以下の抜粋をもとに、次の問いに答えてください。
1. SAのレゾナントフリケンシーは何KHzとされていますか。
2. SA-Xのレゾナントピークの実測値と仕様表の値は、それぞれいくつですか。
3. ロブ・ターナーの発言が掲載された記事の出典は何ですか。

提示された抜粋:
◆ ◆ ◆ ◆

EMG社シングルコイルサイズPU仕様比較表(EMG社SA付属説明書P1)

 それに対し、SAのレゾナントフリケンシー(=レゾナントピーク?)は上の画像の通り3.70 KHzとあります。EMG社のシングルコイルサイズピックアップ中の比較では、SAV > S > SA > SLV > SVの順となります。


https://guitarnuts2.proboards.com/thread/8989/emg-response-curves

 SA-Xの応答曲線は全体的に均一で、より上の周波数での減衰が緩やかです。レゾナントピークの実測値は3.74KHzで、仕様表の値(4.05KHz)よりも低いです。SAの応答曲線については不明ですが、ある程度類似したものではないかと推測できます。
 ただ、EMG社のロブ・ターナーはインタビュー記事* 中で次のように述べています。

「僕たちはプリアンプに2つのインプットを付け、コイルのシェイプを変えている。こうするとより複雑なレゾナンスが得られるんだ。シングルコイルPUでは、レゾナンスも1種類で、大抵はピーキーで決まったトーンになってしまう。しかしEMGのPUはレゾナンスがもっと複雑だ。まるでバイオリンのようにね。例えばバイオリンでレゾナンス・フリケンシーが一つしかないものがあったとしたら、そのバイオリンのサウンドはきっとひどいものになるはずだ。つまりレゾナンスが複雑になるほど、サウンドは向上するということだ。」

※リットー・ミュージック ギター・マガジン 1992年10月号P53-4

 この発言をどう解釈するかは難しいところですが、複数のレゾナントピークが結果として均一な応答曲線を生んでいると考えれば一応の辻褄は合います。

◆ ◆ ◆ ◆

データセット行:
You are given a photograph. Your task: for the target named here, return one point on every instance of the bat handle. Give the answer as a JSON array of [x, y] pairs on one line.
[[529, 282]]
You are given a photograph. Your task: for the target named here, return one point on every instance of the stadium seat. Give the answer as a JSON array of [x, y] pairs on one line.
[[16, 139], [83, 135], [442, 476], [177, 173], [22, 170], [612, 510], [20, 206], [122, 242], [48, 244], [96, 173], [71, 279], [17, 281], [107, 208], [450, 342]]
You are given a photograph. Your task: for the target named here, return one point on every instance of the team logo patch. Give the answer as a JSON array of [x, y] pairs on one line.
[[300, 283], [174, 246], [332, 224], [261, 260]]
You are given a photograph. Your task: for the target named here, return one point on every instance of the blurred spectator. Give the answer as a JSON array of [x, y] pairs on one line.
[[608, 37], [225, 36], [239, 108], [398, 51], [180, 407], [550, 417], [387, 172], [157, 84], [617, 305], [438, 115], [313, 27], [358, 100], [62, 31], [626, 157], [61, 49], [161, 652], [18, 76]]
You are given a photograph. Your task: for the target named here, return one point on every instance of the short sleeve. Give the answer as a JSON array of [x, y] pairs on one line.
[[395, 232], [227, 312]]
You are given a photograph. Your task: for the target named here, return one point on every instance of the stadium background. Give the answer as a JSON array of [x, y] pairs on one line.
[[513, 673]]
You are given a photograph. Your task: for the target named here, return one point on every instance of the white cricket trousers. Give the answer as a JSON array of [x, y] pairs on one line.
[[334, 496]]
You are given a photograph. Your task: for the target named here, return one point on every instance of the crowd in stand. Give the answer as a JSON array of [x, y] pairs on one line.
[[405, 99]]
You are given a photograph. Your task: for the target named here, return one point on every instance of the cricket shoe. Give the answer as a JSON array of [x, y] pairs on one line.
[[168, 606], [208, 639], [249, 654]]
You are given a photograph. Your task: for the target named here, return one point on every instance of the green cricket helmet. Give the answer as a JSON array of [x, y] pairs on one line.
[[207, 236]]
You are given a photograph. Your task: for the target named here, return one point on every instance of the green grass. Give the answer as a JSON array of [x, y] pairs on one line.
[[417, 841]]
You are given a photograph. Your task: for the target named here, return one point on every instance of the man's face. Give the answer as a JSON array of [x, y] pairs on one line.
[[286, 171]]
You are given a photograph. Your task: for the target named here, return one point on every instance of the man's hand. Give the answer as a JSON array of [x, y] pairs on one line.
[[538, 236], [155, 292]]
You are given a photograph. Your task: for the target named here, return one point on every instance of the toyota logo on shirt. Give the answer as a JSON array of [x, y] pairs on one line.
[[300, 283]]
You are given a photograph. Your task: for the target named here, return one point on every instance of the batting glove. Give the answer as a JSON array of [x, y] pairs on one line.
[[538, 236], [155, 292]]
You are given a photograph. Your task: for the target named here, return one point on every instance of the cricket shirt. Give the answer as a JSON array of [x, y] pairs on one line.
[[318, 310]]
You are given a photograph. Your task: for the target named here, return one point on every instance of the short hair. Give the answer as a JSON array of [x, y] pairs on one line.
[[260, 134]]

◆ ◆ ◆ ◆

本問の解答:
1. 3.70 KHz
2. 実測値は3.74KHz、仕様表の値は4.05KHz
3. リットー・ミュージック ギター・マガジン 1992年10月号P53-4